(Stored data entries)
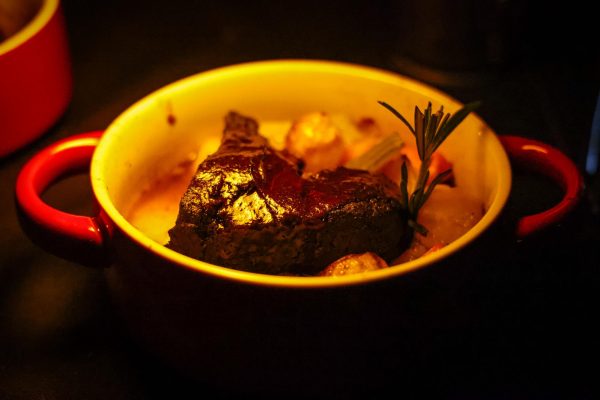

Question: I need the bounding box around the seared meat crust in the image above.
[168,112,407,275]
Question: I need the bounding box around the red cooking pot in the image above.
[15,61,582,396]
[0,0,71,157]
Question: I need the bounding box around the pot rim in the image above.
[92,59,512,288]
[0,0,58,56]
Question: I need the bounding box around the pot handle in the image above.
[499,135,584,238]
[15,131,110,267]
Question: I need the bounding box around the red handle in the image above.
[15,131,110,267]
[499,135,584,238]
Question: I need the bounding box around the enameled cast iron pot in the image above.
[0,0,71,157]
[16,60,582,395]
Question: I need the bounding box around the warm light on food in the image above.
[286,111,346,173]
[319,252,388,276]
[128,101,484,277]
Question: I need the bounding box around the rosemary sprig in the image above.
[379,100,481,235]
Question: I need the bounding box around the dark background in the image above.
[1,0,599,399]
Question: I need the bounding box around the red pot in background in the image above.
[0,0,72,158]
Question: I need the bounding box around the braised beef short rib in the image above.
[167,112,408,275]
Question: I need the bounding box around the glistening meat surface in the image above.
[167,112,408,275]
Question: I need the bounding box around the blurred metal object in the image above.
[390,0,523,87]
[586,90,600,175]
[585,90,600,216]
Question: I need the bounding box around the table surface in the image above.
[1,1,599,399]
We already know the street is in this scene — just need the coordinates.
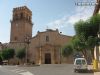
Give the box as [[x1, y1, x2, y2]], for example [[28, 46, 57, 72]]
[[0, 66, 19, 75], [0, 64, 94, 75]]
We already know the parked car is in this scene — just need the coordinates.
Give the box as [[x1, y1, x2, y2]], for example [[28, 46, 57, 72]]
[[74, 58, 88, 72], [3, 60, 8, 65]]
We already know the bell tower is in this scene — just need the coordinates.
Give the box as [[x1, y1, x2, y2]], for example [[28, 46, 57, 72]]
[[10, 6, 33, 43]]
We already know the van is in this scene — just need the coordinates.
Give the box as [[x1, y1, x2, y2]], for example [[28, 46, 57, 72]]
[[74, 58, 88, 72]]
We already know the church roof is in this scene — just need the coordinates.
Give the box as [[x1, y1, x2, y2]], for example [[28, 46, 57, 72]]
[[13, 6, 32, 14], [32, 29, 72, 39]]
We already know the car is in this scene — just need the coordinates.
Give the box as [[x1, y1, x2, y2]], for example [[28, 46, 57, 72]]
[[3, 60, 8, 65], [74, 58, 88, 72]]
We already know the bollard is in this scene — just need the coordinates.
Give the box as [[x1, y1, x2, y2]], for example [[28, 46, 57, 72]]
[[93, 59, 98, 71]]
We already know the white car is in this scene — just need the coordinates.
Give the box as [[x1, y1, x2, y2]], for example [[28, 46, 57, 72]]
[[74, 58, 88, 72]]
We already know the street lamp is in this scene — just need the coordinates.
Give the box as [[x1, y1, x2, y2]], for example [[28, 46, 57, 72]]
[[60, 32, 62, 64], [24, 35, 31, 64], [38, 34, 42, 64]]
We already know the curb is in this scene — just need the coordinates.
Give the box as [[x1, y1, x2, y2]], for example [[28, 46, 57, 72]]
[[93, 69, 100, 72], [18, 64, 40, 67]]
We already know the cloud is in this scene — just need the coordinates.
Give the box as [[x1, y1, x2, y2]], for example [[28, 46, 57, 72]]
[[67, 6, 94, 24], [46, 6, 95, 35], [47, 16, 68, 29]]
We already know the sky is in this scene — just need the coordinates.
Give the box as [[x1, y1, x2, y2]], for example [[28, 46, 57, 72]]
[[0, 0, 96, 43]]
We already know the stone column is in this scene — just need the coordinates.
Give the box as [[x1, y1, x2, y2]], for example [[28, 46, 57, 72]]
[[39, 47, 42, 64], [52, 47, 55, 64], [36, 49, 39, 64]]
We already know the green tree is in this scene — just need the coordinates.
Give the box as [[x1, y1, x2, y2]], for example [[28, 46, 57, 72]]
[[88, 14, 100, 38], [62, 14, 100, 59], [74, 20, 89, 40], [86, 36, 99, 59], [73, 14, 100, 59], [71, 36, 87, 58], [2, 48, 15, 64], [0, 52, 3, 64], [62, 44, 73, 57], [16, 48, 26, 61], [74, 14, 100, 40]]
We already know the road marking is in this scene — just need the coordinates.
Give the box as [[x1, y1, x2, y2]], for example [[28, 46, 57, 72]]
[[11, 69, 26, 73], [11, 69, 20, 71], [11, 68, 34, 75], [19, 71, 34, 75]]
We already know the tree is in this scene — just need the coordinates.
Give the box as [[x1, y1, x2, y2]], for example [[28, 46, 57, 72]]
[[16, 48, 26, 62], [86, 36, 99, 59], [62, 14, 100, 59], [73, 14, 100, 59], [75, 14, 100, 40], [1, 48, 15, 64], [0, 52, 3, 65], [71, 36, 88, 58], [62, 44, 73, 57], [74, 20, 89, 40]]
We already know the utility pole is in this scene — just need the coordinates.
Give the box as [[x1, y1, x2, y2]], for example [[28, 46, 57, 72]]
[[25, 36, 31, 64]]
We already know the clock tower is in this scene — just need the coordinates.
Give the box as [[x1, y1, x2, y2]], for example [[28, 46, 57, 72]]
[[10, 6, 33, 43]]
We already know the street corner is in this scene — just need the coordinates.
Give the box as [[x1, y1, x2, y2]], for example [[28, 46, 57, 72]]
[[94, 71, 100, 75]]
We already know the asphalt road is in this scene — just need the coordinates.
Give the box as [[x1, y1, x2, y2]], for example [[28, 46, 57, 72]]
[[0, 66, 18, 75], [23, 64, 94, 75], [0, 64, 94, 75]]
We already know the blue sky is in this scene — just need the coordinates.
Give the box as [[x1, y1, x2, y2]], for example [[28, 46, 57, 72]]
[[0, 0, 95, 43]]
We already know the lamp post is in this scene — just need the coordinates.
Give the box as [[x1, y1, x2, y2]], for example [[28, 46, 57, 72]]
[[39, 47, 42, 64], [25, 35, 31, 64], [38, 34, 42, 64], [60, 32, 62, 64]]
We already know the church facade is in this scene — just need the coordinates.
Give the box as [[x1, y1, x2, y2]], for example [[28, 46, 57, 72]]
[[8, 6, 72, 64], [28, 29, 72, 64]]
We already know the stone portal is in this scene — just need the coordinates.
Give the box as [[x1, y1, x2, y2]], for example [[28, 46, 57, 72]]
[[45, 53, 51, 64]]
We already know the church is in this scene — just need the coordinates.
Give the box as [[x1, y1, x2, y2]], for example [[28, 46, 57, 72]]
[[7, 6, 72, 64]]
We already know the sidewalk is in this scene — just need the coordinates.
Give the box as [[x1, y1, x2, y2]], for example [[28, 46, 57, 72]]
[[94, 63, 100, 75], [88, 64, 100, 75], [94, 68, 100, 75], [88, 65, 93, 70], [94, 72, 100, 75]]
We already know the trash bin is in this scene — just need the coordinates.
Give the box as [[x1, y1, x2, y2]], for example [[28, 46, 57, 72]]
[[93, 59, 98, 71]]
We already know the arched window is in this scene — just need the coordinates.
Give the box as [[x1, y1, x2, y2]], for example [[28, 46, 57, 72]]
[[20, 13, 23, 18], [14, 36, 18, 41], [46, 36, 49, 42], [14, 14, 18, 20]]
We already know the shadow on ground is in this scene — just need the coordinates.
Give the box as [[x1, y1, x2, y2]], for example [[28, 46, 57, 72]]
[[78, 69, 94, 73]]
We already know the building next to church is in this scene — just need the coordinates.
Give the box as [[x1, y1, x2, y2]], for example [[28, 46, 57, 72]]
[[93, 0, 100, 15], [93, 0, 100, 69], [6, 6, 72, 64]]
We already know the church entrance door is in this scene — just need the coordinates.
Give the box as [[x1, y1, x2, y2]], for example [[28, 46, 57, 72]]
[[45, 53, 51, 64]]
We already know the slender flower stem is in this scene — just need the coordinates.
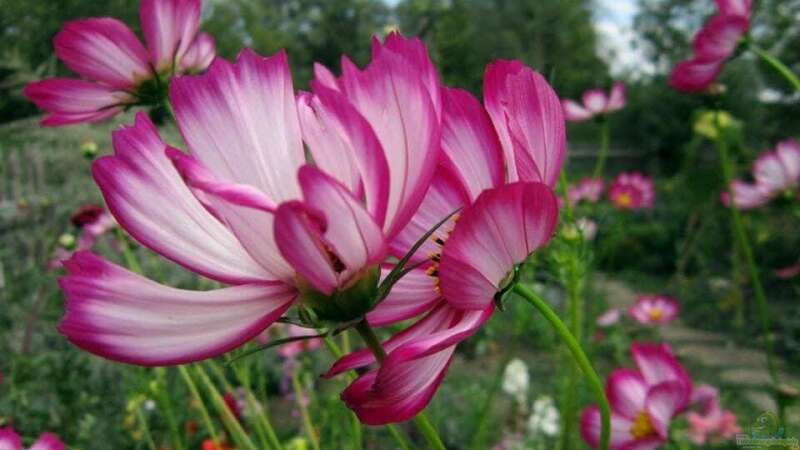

_PROBLEM_. An exact copy of the records is required. Pictures do not belong in it.

_SOLVED EXERCISE_.
Question: I need the bounding box around the seared meat crust in the image above.
[168,112,407,275]
Question: I need the bounding box around the red cooking pot in the image above.
[15,61,582,396]
[0,0,71,157]
Question: I need the bounding box around the pot rim in the image above.
[92,59,512,288]
[0,0,58,56]
Question: I need the bounding box around the pot handle in the image above.
[499,135,584,238]
[15,131,110,267]
Question: I need the bounding box around the red handle in the image above.
[15,131,110,267]
[499,135,584,238]
Question: I need the bounding box around the enameled cast iron pot in the image above.
[0,0,71,157]
[16,60,582,395]
Question: I need the bounding box around the warm light on food in the image above.
[286,111,346,173]
[319,252,388,276]
[128,101,484,277]
Question: I need the bounding box around the rosemary sprig in the image above.
[379,100,481,235]
Question: I need the bounding box around the dark background in the image above.
[1,0,599,399]
Question: I need the bounding box around the red pot in background in the image above.
[0,0,72,158]
Question: I need the bounding box around the braised beef short rib in the image above.
[167,112,408,275]
Question: I need the bounding box around the glistening meat surface in the image above.
[167,112,408,275]
Question: I need the bounding box around the blurred metal object in the image above.
[390,0,523,87]
[586,90,600,175]
[585,90,600,216]
Question: I need the bounding box around the table surface in the image above.
[1,1,599,399]
We already know the street is in this scene — just need the coordinates.
Give the box as [[x1, y1, x2, y2]], for example [[28, 46, 57, 72]]
[[0, 66, 19, 75], [0, 64, 94, 75]]
We already know the parked car is in this scene — just need the coordinates.
Give the box as [[x1, y1, x2, y2]], for example [[28, 46, 57, 72]]
[[74, 58, 88, 72], [3, 60, 8, 65]]
We already know the bell tower is in this scene — just need the coordinates.
Give the box as [[x1, y1, x2, y2]], for example [[28, 46, 57, 72]]
[[10, 6, 33, 43]]
We already know the van is in this scene — just need the coordinates.
Give the box as [[x1, y1, x2, y2]], for example [[28, 46, 57, 72]]
[[74, 58, 88, 72]]
We already know the church roof is in this scene — just need the coordinates.
Give the box as [[x1, y1, x2, y2]], for example [[28, 46, 57, 72]]
[[13, 6, 32, 14], [32, 29, 72, 39]]
We already know the car is in this scene — just need the coordinates.
Give the box as [[x1, y1, x2, y2]], for example [[28, 46, 57, 72]]
[[3, 60, 8, 65], [74, 58, 88, 72]]
We already know the bollard is in this scene — just need the coordinates.
Give the box as [[x1, y1, x2, y2]], for example [[28, 46, 57, 72]]
[[93, 59, 98, 71]]
We already know the white car is in this scene — just need the coordinates.
Give the box as [[x1, y1, x2, y2]], for example [[28, 46, 57, 72]]
[[74, 58, 88, 72]]
We already know the street lamp is in this scene — just need the coordinates.
Give the box as [[x1, y1, x2, y2]], for example [[28, 46, 57, 72]]
[[60, 32, 62, 64], [24, 35, 31, 64], [38, 34, 42, 64]]
We already know the curb is in this scene — just need the coordinates.
Give the box as [[x1, y1, x2, y2]], for example [[28, 46, 57, 72]]
[[93, 69, 100, 72], [18, 64, 40, 67]]
We already know the cloud is in this scene — just need the coordinates.
Give the box as [[x1, y1, x2, y2]], for example [[28, 46, 57, 72]]
[[67, 6, 94, 24], [46, 6, 95, 35], [47, 16, 68, 29]]
We already know the sky is in this scene — just need the coordinates.
Give the box as [[x1, y1, x2, y2]], for example [[28, 46, 57, 72]]
[[0, 0, 96, 43]]
We already know the stone column is in this scene — just need the coordinates.
Give the box as [[x1, y1, x2, y2]], for example [[28, 46, 57, 72]]
[[39, 47, 42, 64], [52, 47, 55, 64], [36, 49, 39, 64]]
We already know the green tree is in this scene — just need the coordinates.
Give the box as [[x1, y1, x2, y2]], for example [[28, 46, 57, 72]]
[[88, 14, 100, 38], [62, 14, 100, 59], [74, 20, 89, 40], [86, 36, 99, 59], [73, 14, 100, 59], [71, 36, 87, 58], [2, 48, 15, 64], [0, 52, 3, 64], [62, 44, 73, 57], [16, 48, 26, 61], [74, 14, 100, 40]]
We already know the road marking is in this scene — just need the coordinates.
Give the box as [[x1, y1, x2, y2]], for example [[28, 46, 57, 72]]
[[11, 69, 26, 73], [11, 69, 20, 71], [11, 68, 34, 75], [19, 71, 34, 75]]
We already know the tree is in this scene — just need the coordinates.
Give the box as [[x1, y1, x2, y2]], for example [[28, 46, 57, 72]]
[[16, 48, 26, 62], [86, 36, 99, 59], [62, 14, 100, 59], [73, 14, 100, 59], [75, 14, 100, 40], [1, 48, 15, 64], [0, 52, 3, 65], [71, 36, 88, 58], [62, 44, 73, 57], [74, 20, 89, 40]]
We already know the utility pole is in this scene — just need the coordinates.
Give the box as [[x1, y1, x2, y2]], for example [[28, 46, 57, 72]]
[[25, 36, 31, 64]]
We already know the clock tower is in this scene — just need the coordinates.
Give the box as [[x1, y1, x2, y2]], for example [[28, 46, 57, 72]]
[[10, 6, 33, 43]]
We already know the street corner is in this scene — just need the coordinates.
Give the box as [[x1, y1, x2, y2]], for example [[28, 46, 57, 72]]
[[94, 71, 100, 75]]
We already know the asphalt road is in this scene — just need the coordinates.
Give the box as [[x1, y1, x2, y2]], for example [[28, 46, 57, 72]]
[[0, 66, 18, 75], [23, 64, 94, 75], [0, 64, 94, 75]]
We already know the blue sky is in this scene — just need the coordinates.
Give the box as [[x1, y1, x2, y2]], for example [[28, 46, 57, 72]]
[[0, 0, 95, 43]]
We already know the lamp post is in this scene — just need the coordinates.
Give the box as [[x1, y1, x2, y2]], for example [[28, 46, 57, 72]]
[[39, 47, 42, 64], [25, 35, 31, 64], [38, 34, 42, 64], [60, 32, 62, 64]]
We already know the church facade is in this scene — just need the coordinates.
Give the box as [[x1, y1, x2, y2]], for example [[28, 46, 57, 72]]
[[8, 6, 72, 64], [28, 29, 72, 64]]
We already know the stone portal is in this scene — just need the coordinates.
Give the box as [[x1, y1, x2, y2]], for example [[28, 46, 57, 72]]
[[45, 53, 51, 64]]
We already know the church is in this scene — just need the coordinates.
Give the box as [[x1, y1, x2, y2]], for example [[28, 46, 57, 72]]
[[7, 6, 72, 64]]
We already know the sidewalk is in this scene — just need the coordinates.
Give the box as [[x1, y1, x2, y2]], for example [[28, 46, 57, 72]]
[[94, 63, 100, 75], [88, 64, 100, 75], [94, 68, 100, 75], [88, 65, 93, 70], [94, 72, 100, 75]]
We already know the trash bin is in this scene — just need the coordinates.
Give the box as [[x1, y1, x2, y2]], for example [[28, 46, 57, 72]]
[[93, 59, 98, 71]]
We already know the arched window is in this scene — just need the coordinates.
Give the box as [[x1, y1, x2, y2]], for example [[28, 46, 57, 72]]
[[20, 13, 23, 18], [14, 36, 18, 41], [46, 36, 49, 42], [14, 14, 18, 20]]
We already know the shadow on ground is in this scene — just need the coordinates.
Give the box as [[x1, y1, x2, y2]], for example [[28, 46, 57, 72]]
[[78, 69, 94, 73]]
We already know the building next to church is in this scene — just need the coordinates.
Give the box as [[x1, y1, x2, y2]], for example [[28, 46, 57, 72]]
[[93, 0, 100, 15], [93, 0, 100, 69], [6, 6, 72, 64]]
We already know the church entrance door is in this scene — just need the coordinates.
Give the box as [[x1, y1, x2, y2]], for example [[28, 46, 57, 72]]
[[45, 53, 51, 64]]
We already know the slender flower stem is in this scene — just need the coordinates.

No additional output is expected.